**EXTRACT**

start

The sting of it. The insult -- an insult familiar to many black folks, except that it usually comes from white folks, at least those types who are quick to suspect that tokenism is at play when a black person receives a high award or a major appointment, as if that person has little else of value to bring to the table.
It's heard in business. It's heard in education. It's heard in politics. It's the heart of the affirmative action debate, of the often false dichotomy pitting merit against race.
Susan Rice, a former assistant secretary of state who now is a Brookings Institution senior fellow, knows she's been called a token.
"The odds are the answer is yes, but not to my face," she says of the "small-minded people" who would think such a thing.
And Charles Ogletree, head of Harvard Law School's Charles Hamilton Houston Institute for Race and Justice, says he's certain he's been viewed as a token through much of his life, dating to his days as a student body president of a white high school.
"Why'd you get that?" other students would ask suspiciously.
It's familiar to many African Americans, attuned as they are to historic white doubts about black people. And now Barry has voiced black doubts, a kind of opprobrium that carries all kinds of heavy historic baggage, cutting to the bone of questions of racial authenticity, racial loyalty.
"It's really designed to undercut the credibility of the person and denigrate the person's abilities, and when black people do that to other black people, it's particularly ugly," says Roger Wilkins, a George Mason University historian.
The African Americans involved in the bid for the Nationals baseball franchise include a former Cabinet secretary, a bank president and a broadcast executive.
Wilkins was the target of such an insult himself some 35 years ago. He worked for the Ford Foundation back then and was introduced to a neighborhood activist who, like him, was black. As he was attempting to explain who he was, the woman cut him off, saying, "Yeah, yeah, yeah, the one who sits by the door."
What she meant, Wilkins knew, was that "I was simply a door ornament and I had no authority, and not only that I had no authority but that I had no integrity, either, and let myself be used" by white people.

end

**TASKS TO CARRY OUT**
1. Answer these from the article on tokenism:
(a) Where is Susan Rice a senior fellow?
(b) Which university is Roger Wilkins a historian at?
(c) Who employed Wilkins some 35 years ago?
2. How would this sentence from the article on tokenism read in Spanish: "The African Americans involved in the bid for the Nationals baseball franchise include a former Cabinet secretary, a bank president and a broadcast executive."

**DATA BLOCK**
start

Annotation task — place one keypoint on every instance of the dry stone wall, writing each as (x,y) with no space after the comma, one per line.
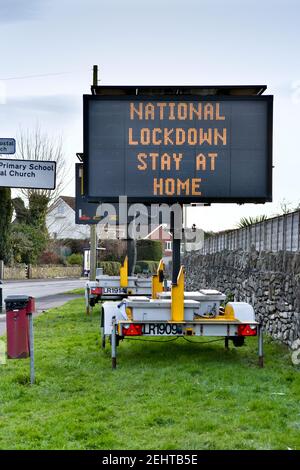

end

**OUTPUTS FOR THE TASKS**
1.
(a) The Brookings Institution
(b) George Mason University
(c) The Ford Foundation

2. Entre los afroamericanos que participan en la oferta por la franquicia de béisbol de los Nationals figuran un exsecretario del Gabinete, un presidente de banco y un ejecutivo de radiodifusión.